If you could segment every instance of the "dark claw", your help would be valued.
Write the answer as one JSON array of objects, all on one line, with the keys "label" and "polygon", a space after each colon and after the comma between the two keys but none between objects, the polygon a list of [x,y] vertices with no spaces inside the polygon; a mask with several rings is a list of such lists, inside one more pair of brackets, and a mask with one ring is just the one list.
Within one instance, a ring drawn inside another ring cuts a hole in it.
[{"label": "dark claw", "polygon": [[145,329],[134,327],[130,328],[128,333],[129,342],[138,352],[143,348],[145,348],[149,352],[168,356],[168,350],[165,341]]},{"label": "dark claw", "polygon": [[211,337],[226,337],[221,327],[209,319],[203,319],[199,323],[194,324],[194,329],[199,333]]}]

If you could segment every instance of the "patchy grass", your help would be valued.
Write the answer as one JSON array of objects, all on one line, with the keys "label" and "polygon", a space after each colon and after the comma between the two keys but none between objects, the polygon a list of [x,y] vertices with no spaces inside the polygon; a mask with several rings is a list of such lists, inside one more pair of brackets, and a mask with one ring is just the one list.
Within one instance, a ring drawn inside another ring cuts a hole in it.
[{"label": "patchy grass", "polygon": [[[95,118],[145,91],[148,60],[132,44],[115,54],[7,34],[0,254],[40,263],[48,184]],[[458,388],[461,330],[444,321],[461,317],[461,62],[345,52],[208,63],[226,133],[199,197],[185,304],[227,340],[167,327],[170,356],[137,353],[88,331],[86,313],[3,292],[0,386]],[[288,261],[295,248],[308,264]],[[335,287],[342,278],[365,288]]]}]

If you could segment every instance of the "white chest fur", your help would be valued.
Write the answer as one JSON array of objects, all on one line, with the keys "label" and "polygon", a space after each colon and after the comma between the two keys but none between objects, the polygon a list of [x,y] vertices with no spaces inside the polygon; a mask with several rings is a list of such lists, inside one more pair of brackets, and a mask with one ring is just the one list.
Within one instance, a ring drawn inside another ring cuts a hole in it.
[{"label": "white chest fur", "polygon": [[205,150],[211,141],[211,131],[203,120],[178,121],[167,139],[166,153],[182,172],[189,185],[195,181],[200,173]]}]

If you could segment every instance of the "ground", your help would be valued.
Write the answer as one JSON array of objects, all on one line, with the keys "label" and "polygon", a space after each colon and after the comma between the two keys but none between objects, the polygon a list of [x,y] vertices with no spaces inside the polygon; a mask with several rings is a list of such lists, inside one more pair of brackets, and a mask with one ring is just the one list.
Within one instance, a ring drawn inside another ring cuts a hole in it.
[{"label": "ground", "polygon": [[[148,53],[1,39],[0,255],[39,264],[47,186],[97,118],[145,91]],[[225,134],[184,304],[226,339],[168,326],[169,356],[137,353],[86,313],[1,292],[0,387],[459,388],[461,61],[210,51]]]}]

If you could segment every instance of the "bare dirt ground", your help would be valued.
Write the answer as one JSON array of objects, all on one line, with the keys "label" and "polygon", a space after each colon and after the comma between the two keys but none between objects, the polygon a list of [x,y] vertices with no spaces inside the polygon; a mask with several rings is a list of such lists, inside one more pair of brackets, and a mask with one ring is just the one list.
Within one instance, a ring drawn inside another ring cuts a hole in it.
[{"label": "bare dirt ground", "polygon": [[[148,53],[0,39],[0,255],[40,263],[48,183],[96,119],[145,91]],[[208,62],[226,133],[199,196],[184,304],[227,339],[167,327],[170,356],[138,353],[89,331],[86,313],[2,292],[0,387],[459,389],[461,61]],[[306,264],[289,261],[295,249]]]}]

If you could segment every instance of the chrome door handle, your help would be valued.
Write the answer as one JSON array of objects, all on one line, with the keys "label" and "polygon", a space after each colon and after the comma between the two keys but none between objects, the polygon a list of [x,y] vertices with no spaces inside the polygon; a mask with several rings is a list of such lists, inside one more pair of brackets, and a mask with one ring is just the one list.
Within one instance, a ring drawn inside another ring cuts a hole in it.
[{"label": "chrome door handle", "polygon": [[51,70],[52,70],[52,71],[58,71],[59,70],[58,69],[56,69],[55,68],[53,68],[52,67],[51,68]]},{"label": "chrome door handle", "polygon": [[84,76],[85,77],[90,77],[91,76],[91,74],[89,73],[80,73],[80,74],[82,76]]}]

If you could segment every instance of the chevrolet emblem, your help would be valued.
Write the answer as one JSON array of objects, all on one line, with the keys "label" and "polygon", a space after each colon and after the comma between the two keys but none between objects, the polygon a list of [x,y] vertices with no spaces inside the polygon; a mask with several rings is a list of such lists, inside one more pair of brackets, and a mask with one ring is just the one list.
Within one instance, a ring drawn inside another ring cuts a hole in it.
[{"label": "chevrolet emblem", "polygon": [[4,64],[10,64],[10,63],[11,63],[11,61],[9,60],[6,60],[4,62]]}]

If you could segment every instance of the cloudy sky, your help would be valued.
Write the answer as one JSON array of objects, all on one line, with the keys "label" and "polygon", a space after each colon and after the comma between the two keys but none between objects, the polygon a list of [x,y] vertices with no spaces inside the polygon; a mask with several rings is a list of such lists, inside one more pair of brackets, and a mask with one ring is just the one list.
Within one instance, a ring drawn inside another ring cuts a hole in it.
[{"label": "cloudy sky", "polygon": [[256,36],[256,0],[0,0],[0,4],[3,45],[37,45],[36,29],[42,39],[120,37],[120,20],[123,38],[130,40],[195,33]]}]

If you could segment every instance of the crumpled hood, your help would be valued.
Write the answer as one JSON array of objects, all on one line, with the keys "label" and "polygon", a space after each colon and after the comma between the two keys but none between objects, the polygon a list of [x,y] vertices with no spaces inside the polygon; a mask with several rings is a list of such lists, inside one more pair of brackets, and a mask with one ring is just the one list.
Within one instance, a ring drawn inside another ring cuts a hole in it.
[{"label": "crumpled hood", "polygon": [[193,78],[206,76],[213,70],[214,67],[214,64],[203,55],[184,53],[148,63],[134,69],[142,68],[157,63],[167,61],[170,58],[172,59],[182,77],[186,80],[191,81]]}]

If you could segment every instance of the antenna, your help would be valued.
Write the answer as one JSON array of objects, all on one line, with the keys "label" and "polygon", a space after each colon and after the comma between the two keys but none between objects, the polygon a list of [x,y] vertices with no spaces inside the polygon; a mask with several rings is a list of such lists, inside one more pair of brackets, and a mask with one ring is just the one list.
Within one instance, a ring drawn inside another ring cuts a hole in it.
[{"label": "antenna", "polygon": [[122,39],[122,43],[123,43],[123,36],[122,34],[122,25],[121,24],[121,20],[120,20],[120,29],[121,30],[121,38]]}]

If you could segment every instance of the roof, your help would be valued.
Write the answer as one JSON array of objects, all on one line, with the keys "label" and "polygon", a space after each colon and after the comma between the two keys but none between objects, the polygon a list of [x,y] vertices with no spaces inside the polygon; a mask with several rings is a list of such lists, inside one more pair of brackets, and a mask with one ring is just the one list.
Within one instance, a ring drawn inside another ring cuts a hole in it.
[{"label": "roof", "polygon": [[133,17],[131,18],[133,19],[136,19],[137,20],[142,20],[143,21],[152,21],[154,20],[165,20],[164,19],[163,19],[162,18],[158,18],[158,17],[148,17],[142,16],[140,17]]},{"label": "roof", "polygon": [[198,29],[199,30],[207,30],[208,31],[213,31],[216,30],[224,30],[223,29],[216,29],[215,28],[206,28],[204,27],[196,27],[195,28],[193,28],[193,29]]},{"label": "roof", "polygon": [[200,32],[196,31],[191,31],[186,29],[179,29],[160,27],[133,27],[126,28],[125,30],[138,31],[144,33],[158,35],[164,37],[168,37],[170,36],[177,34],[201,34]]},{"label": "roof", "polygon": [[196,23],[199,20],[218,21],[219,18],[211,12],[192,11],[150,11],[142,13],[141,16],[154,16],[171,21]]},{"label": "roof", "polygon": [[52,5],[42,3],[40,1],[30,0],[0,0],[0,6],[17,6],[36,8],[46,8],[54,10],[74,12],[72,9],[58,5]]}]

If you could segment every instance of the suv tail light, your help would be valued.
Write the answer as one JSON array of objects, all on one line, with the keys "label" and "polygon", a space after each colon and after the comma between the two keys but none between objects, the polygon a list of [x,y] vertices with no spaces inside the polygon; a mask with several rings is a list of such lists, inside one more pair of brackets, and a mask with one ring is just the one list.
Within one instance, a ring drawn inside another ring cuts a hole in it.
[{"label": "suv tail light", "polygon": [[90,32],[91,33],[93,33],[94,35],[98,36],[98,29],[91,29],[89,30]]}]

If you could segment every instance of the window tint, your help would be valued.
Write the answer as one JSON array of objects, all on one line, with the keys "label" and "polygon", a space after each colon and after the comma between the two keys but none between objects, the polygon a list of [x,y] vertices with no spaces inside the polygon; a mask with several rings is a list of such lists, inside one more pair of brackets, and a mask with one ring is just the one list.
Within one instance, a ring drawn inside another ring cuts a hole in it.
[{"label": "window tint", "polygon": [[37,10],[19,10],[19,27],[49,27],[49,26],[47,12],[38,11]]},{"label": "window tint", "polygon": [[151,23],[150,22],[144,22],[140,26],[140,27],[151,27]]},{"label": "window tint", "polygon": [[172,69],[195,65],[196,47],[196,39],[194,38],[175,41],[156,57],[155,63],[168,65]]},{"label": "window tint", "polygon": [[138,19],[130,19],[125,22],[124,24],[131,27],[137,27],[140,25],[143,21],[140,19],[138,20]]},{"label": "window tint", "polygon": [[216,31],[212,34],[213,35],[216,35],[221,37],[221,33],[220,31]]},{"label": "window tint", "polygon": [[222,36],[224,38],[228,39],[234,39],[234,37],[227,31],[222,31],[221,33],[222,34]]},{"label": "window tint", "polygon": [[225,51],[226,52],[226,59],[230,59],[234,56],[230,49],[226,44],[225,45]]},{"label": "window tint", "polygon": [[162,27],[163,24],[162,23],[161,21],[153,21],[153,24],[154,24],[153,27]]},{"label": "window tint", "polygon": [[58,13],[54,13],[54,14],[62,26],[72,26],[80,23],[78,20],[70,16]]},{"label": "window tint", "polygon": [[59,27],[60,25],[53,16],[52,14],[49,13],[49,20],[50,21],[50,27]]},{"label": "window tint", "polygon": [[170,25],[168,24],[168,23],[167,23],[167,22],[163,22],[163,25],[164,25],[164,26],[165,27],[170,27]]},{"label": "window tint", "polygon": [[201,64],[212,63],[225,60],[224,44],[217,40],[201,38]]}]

Exercise requirements →
Which rows above contain the word "tail"? Gather each of them and copy it in full.

Correct output →
If you could segment every instance of the suv tail light, your help would be valued.
[{"label": "suv tail light", "polygon": [[90,32],[91,33],[93,33],[94,35],[98,36],[98,29],[91,29],[89,30]]}]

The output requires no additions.